[Selected text]
__________

Ghana’s Deficit: Enforcing strict adherence to PFMA is the way forward

Adnan Adams Mohammed

Public concerns heightened on how Ghana government could prudently manage its high budget and fiscal deficit.

Ghana’s budget deficit has been consistently high, ending 2022 with a gap of about 9.0% of Gross Domestic Product.

To this, a former Finance Minister has advised the government to tighten the rules of the Public Financial Management Act to cut the country’s budget deficit significantly. The finance expert wants the government to adopt a comprehensive approach to managing the country’s finances to reduce the high fiscal deficit.

“Enforcing the Public Financial Management Law is key to addressing all these financial infractions”, Seth Terkper posited in an interview last week.

Although, the government is taking some extra measures to limit the amount of debt that can be incurred by any administration, it has proposed a debt target as part of fiscal reforms under the IMF programme.

But Mr. Terkper believes that enforcement of the PMF Law will be the game changer.

“As we continue, I would like to know from government documents if it is a memorandum of economic or financial policy. I’m saying that we do have the provisions; they’re already in the Public Financial Management Act which was passed in 2016 (Act 921) and the budget responsibility Act which you mentioned is an extract from the PFMA”.

“So there’s the need for tightening the rules”, he added.

He further stated the Public Financial Management Law is to regulate the financial management of the public sector by vigorously ensuring that all rules and regulations are adhered to.

“The debt is from borrowing and the borrowing is from your deficit and the deficit is from revenue minus expenditure and this is the purpose of the Public Financial Management Act; to cover this in one loop which you know amended the financial administration act.

Already, as part of measures to meet the dictates of the International Monetary Fund vis-a-vis the recently-approved US$3 billion bailout, government is expected to prioritize fiscal adjustments to ensure it meets the performance criteria for the disbursement of the other loan tranches.

__________

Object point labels

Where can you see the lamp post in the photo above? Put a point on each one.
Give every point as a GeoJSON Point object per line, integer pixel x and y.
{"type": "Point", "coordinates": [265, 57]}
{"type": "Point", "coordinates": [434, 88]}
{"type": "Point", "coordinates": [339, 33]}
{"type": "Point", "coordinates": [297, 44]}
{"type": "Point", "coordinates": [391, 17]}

__________

[Stated problem 1] Name every piece of legislation mentioned in the article on Ghana's deficit.
[Stated problem 2] Extend the article on Ghana's deficit from its final paragraph.

[Response 1]
- The Public Financial Management Act, passed in 2016 (Act 921)
- The budget responsibility Act
- The financial administration act

[Response 2]
In this regard, President Nana Akufo-Addo has admitted that Ghana’s fiscal deficit is “way above” the five per cent ceiling set by the fiscal responsibility law, indicating that there was a need to bring it down, as he pledges his government’s commitment to cutting expenditure.

The Fund has already indicated that, Ghana government will be under pressure to cut down its expenditure following the approval of the country’s US$3 billion deal.

“Rationalisation of our expenditure is something that we have given the assurance [about],” President Akufo-Addo said while speaking at the Qatar-Africa Economic Forum in Doha. “Domestic revenue mobilisation is absolutely critical for us, and, already, we are seeing signs.”

Also, he said: “We have a fiscal responsibility law in Ghana that has pegged our fiscal deficit at five per cent but, already, we are way above that,” noting, “and the sooner we can bring that to more acceptable levels, the better for us.”

In an interview last week, the IMF Representative in Ghana, Dr. Leandro Medina posited that; “On the fiscals there is quite a sizeable adjustment in the 2023 budget and what we expect in the duration of the program, on the structural transformation, it has to do with the reforms and measures that improve the business climate and the growth of private sector”,

“So, there are a lot of reforms within the context of the program that look at what you can do within these three years to ensure that there is a strong foundation in growth and that is the effect of that structural transformation”, he added.

The Fund has also justified the adoption of three mobilization measures as well as the increase in utility costs as Ghana attempts to fix its balance of payment problems.

Despite criticisms, the Excise Duty, Growth and Sustainability, and Income Tax Amendment laws aim to generate GHS4 billion for the country each year have been passed.

These, along with the expected tariff increases in June, are deemed crucial components of the country’s US$ 3 billion, three-year Extended Credit Facility with the IMF.

Dr. Leandro Medina, argued in favour of adjustments in the face other tough economic conditions.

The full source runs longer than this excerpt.